• CONSIGNA: Cita sin cambiar nada la parte del texto sobre los médicos que arranca con las palabras «Así, para ser» y acaba con «devoción por ellos.».

• TEXTO MOSTRADO:
┄┄┄┄┄┄┄┄┄┄
Los médicos aceptan esa oferta y por ello durante mucho tiempo se preparan para el desigual combate que deberán librar más adelante, sin perder la fe. Saben que en muchos sentidos, el cuerpo humano sigue siendo un misterio, muchos de cuyos secretos, a pesar del irrefrenable avance de la ciencia, continúan celosamente guardados como ingentes desafíos para el investigador científico. ¡Cuántos de esos misterios aún se encuentran herméticos, hasta para el más sabio y brillante investigador científico, ante los cuales, sin embargo, no se arredran a pesar de su descomunal reto!

Así, para ser congruentes con ese desafío, nuestros doctores se actualizan constantemente, leen y estudian los temas que les impiden llegar a su nivel de obsolescencia, analizan los datos más recientes y relevantes del mundo de la medicina y realizan nuevos y brillantes descubrimientos, a veces recluidos en sus laboratorios, presentes en los simposiums y congresos de sus especialidades, pero sobre todo con la clínica diaria, con la investigación de campo, y fundamentalmente en su proximidad con los pacientes, comprometidos siempre con aquellos que les buscan para sentir menos fuerte el aguijón de su debilidad, cuando la enfermedad les asecha. Su pasión por lo que hacen explica nuestra devoción por ellos.

Conscientes de todo eso, los verdaderos médicos sienten profundamente en su alma la belleza que se encuentra en el inapreciable servicio que son capaces de dar y que gustosos prestan a través de ese privilegio con que un día fueron colmados y que consiste en tener en sus manos la posibilidad de curar un cuerpo, al tiempo que llevan un poco de paz a su espíritu. Saben, muy dentro de sí, que tienen una deuda impagable con el mundo y con la vida, desde el mismo instante que recibieron, sin antes merecerla, esa inapreciable y casi milagrosa virtud de poder usar sus habilidades y sus conocimientos para sanar a otros, con la empatía a flor de piel, puesto que claramente entienden que ellos mismos no están exentos de las enfermedades.
┄┄┄┄┄┄┄┄┄┄
• DATOS:
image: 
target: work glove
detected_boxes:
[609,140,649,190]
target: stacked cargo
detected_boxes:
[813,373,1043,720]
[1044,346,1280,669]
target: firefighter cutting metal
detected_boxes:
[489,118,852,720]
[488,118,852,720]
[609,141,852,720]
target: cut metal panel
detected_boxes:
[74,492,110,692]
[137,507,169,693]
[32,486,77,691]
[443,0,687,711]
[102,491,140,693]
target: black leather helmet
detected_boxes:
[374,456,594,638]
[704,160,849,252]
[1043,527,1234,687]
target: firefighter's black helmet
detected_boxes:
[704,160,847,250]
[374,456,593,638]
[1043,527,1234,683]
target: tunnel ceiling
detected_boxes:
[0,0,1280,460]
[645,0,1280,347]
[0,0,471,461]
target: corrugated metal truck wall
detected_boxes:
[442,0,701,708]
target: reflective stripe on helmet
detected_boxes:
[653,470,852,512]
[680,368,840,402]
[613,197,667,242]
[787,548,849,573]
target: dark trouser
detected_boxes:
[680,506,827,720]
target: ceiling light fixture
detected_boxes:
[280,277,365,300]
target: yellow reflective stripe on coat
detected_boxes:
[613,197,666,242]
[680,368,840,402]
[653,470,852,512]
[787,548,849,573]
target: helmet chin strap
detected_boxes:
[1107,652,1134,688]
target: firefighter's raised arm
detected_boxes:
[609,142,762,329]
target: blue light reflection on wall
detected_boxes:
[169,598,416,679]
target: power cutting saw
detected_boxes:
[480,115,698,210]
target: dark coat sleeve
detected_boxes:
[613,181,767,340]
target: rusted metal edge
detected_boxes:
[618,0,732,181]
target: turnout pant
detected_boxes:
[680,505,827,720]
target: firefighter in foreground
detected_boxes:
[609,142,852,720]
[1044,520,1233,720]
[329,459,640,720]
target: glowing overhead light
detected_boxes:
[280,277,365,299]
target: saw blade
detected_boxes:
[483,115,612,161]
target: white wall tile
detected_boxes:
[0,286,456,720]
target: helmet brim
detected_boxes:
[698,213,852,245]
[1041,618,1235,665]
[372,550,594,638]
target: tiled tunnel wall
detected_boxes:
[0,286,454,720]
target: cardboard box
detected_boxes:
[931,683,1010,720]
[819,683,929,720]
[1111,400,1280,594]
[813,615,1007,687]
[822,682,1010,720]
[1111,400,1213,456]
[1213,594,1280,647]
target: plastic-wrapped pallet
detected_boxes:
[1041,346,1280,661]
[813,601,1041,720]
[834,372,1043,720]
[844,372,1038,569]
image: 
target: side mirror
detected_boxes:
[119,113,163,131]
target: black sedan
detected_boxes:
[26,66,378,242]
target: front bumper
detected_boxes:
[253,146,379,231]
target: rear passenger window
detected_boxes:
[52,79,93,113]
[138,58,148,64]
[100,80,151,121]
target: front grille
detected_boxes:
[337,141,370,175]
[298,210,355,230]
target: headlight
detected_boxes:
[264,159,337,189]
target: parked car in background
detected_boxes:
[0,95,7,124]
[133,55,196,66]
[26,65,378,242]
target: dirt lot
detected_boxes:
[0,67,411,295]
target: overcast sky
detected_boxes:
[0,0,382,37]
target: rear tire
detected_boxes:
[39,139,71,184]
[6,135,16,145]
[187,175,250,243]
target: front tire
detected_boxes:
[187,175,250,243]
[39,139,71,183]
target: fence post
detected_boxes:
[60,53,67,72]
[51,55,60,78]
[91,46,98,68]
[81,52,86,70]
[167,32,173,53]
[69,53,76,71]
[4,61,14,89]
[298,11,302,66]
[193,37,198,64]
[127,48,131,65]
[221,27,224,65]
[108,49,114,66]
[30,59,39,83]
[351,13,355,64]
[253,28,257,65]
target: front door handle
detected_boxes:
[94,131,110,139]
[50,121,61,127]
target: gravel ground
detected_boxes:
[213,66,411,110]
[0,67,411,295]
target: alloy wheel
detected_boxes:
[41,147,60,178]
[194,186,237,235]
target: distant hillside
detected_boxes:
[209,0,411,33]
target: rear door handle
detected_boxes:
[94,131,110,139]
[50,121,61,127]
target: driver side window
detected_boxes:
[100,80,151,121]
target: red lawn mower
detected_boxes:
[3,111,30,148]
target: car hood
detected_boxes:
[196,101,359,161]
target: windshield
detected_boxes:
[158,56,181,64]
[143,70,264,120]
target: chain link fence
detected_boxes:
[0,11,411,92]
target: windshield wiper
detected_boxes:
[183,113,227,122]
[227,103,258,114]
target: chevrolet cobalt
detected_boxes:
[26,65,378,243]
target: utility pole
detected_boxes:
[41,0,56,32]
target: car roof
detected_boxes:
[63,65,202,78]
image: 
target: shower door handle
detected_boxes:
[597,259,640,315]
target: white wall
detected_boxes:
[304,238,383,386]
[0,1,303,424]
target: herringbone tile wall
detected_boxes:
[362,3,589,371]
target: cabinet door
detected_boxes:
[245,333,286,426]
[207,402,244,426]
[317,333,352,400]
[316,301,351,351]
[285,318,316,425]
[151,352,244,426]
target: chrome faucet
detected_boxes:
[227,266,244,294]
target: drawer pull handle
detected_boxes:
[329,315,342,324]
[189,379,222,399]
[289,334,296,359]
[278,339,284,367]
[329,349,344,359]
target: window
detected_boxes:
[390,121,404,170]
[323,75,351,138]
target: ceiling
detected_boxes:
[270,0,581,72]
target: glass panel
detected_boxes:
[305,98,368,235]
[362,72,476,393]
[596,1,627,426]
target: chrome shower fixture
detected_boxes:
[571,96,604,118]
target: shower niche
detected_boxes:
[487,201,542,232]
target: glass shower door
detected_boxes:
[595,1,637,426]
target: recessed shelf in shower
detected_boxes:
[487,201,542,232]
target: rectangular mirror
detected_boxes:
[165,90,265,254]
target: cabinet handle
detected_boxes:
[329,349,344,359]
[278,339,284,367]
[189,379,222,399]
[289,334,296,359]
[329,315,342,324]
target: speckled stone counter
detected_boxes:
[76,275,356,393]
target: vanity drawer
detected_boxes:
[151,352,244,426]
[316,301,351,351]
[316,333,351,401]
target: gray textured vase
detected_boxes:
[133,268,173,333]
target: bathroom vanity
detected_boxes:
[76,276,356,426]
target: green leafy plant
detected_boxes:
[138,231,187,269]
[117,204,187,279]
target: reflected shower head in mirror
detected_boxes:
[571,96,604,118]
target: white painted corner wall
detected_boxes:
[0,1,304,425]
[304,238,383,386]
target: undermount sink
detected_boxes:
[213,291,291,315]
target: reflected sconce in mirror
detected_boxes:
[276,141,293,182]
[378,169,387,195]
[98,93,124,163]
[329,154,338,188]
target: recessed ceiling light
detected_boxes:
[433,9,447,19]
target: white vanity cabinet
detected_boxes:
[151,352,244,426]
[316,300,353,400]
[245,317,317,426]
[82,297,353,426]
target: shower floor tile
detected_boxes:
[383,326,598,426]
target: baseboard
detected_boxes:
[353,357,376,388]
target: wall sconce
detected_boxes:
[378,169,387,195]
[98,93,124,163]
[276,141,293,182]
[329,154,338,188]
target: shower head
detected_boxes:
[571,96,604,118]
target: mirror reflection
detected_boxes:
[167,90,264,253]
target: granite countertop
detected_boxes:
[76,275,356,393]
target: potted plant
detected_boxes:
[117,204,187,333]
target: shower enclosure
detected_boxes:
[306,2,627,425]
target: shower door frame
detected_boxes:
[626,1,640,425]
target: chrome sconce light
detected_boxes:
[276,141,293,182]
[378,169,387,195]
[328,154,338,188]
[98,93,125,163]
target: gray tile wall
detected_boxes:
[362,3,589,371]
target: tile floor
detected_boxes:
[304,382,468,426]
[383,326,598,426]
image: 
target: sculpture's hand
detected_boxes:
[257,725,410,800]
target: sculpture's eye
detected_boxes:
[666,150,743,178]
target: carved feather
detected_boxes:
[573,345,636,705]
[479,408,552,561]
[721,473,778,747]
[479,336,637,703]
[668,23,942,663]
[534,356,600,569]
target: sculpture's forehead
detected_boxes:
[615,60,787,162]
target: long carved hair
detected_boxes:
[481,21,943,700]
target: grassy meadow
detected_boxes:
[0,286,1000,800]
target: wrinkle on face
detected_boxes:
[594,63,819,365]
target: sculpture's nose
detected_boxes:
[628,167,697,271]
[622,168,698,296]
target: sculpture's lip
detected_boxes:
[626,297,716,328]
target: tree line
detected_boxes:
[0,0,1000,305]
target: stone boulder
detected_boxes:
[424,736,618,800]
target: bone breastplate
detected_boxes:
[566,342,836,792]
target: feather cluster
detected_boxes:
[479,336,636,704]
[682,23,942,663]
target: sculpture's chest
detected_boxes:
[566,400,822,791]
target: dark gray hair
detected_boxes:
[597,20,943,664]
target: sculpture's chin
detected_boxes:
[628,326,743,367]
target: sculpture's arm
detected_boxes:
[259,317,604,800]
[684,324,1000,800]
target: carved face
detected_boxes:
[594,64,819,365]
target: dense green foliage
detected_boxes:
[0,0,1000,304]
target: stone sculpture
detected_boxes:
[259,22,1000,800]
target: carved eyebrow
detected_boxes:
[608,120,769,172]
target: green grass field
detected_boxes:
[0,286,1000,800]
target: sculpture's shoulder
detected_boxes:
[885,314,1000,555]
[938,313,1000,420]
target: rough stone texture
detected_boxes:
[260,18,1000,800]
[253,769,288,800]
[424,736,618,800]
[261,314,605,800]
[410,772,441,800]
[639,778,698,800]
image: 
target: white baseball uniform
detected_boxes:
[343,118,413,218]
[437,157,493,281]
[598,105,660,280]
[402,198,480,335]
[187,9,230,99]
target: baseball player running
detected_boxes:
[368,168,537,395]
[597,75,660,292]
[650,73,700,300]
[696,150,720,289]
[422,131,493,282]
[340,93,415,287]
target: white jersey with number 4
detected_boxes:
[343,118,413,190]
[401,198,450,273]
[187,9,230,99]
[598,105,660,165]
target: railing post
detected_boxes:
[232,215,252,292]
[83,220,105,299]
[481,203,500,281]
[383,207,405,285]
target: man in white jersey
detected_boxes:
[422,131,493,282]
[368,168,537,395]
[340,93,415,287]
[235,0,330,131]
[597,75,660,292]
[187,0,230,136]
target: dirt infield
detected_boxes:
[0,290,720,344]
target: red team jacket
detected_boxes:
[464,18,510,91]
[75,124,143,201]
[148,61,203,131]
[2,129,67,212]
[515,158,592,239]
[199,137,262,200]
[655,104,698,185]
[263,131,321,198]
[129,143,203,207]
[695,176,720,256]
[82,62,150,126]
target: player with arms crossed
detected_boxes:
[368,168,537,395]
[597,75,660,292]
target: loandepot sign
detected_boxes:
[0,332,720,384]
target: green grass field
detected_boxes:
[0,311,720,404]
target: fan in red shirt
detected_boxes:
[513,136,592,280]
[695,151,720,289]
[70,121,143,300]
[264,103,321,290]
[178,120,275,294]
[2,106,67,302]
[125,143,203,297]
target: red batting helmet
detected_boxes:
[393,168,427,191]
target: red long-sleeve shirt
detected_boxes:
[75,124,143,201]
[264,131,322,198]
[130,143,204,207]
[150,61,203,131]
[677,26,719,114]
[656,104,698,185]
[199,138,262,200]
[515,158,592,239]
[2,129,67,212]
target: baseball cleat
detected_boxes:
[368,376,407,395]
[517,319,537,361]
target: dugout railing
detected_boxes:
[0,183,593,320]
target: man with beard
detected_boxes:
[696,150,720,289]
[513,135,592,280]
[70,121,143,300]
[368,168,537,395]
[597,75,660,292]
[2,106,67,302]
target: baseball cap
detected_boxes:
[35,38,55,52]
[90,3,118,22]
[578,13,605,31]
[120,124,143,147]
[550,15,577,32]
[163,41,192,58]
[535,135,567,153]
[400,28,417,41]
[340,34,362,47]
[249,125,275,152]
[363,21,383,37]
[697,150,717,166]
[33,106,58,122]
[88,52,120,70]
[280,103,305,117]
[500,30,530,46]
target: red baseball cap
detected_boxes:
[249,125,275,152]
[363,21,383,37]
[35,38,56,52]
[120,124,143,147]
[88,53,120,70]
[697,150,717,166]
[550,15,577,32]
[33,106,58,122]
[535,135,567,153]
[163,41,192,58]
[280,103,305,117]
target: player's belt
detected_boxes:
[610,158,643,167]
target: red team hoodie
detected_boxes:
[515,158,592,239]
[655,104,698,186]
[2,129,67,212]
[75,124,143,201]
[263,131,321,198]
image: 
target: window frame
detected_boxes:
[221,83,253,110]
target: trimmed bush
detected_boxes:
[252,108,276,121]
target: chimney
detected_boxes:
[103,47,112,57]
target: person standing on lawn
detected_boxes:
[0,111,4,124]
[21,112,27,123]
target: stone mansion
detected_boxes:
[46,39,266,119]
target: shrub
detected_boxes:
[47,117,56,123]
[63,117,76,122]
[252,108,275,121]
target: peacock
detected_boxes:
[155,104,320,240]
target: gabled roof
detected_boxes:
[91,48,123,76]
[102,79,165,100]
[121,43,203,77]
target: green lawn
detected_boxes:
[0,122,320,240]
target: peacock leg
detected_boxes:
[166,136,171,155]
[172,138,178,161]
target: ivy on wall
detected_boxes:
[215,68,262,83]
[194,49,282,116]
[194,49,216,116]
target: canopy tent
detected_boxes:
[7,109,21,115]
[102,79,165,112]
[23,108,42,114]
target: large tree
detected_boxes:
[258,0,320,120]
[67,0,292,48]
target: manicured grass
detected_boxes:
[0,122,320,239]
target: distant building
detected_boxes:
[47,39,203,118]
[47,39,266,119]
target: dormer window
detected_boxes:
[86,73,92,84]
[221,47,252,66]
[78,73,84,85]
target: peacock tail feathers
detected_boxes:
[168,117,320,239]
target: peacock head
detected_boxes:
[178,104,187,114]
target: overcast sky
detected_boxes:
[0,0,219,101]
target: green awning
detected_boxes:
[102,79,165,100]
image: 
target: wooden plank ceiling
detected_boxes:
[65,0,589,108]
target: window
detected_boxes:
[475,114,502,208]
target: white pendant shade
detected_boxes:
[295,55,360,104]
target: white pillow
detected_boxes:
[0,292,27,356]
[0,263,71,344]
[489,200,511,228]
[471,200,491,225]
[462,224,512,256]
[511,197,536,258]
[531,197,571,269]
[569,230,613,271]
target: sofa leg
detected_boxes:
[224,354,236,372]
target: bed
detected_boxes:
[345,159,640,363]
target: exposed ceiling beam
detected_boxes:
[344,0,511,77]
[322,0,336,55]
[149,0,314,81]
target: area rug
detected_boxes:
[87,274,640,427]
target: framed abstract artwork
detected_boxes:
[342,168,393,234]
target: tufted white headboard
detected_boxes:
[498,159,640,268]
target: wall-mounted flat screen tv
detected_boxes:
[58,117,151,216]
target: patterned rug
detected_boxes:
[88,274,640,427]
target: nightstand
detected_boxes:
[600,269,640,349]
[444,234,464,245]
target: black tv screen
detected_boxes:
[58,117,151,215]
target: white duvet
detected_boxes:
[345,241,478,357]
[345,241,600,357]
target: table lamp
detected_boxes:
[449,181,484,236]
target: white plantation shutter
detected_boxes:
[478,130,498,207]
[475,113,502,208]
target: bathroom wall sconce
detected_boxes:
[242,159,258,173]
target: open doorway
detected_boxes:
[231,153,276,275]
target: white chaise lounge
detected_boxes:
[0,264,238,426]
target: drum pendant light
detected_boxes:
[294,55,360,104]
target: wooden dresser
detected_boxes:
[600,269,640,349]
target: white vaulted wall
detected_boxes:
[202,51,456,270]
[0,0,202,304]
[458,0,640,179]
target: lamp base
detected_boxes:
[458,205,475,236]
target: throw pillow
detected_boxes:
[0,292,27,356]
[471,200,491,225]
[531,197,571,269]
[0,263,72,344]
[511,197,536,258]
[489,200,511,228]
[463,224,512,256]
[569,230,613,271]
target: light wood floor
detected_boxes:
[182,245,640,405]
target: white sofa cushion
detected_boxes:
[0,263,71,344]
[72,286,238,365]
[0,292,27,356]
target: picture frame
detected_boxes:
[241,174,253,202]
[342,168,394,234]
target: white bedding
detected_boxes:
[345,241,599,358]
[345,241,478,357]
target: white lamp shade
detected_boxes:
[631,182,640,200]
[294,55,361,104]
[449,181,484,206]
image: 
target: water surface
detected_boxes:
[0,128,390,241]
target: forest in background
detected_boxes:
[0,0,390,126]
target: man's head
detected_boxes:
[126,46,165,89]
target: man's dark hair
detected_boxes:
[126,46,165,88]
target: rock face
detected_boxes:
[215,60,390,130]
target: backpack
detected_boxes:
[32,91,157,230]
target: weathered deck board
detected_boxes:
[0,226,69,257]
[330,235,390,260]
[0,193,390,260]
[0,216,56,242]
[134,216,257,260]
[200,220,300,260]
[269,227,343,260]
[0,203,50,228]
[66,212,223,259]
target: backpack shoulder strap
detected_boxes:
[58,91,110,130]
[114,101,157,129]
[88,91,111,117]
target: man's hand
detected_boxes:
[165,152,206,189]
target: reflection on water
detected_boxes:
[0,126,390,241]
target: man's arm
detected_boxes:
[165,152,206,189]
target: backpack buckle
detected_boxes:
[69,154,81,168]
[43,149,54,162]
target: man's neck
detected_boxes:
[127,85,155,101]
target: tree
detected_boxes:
┄┄┄┄┄┄┄┄┄┄
• EJERCICIO RESUELTO:
Así, para ser congruentes con ese desafío, nuestros doctores se actualizan constantemente, leen y estudian los temas que les impiden llegar a su nivel de obsolescencia, analizan los datos más recientes y relevantes del mundo de la medicina y realizan nuevos y brillantes descubrimientos, a veces recluidos en sus laboratorios, presentes en los simposiums y congresos de sus especialidades, pero sobre todo con la clínica diaria, con la investigación de campo, y fundamentalmente en su proximidad con los pacientes, comprometidos siempre con aquellos que les buscan para sentir menos fuerte el aguijón de su debilidad, cuando la enfermedad les asecha. Su pasión por lo que hacen explica nuestra devoción por ellos.